● **Required work**
Reproduce every entry exactly as given.

● **Provided entries**
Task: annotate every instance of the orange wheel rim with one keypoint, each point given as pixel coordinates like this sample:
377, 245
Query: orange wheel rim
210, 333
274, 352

● **Output below**
Task: annotate every instance of the orange wheel rim with one keypoint, each point given as pixel coordinates like this sample:
377, 245
Query: orange wheel rim
210, 333
274, 352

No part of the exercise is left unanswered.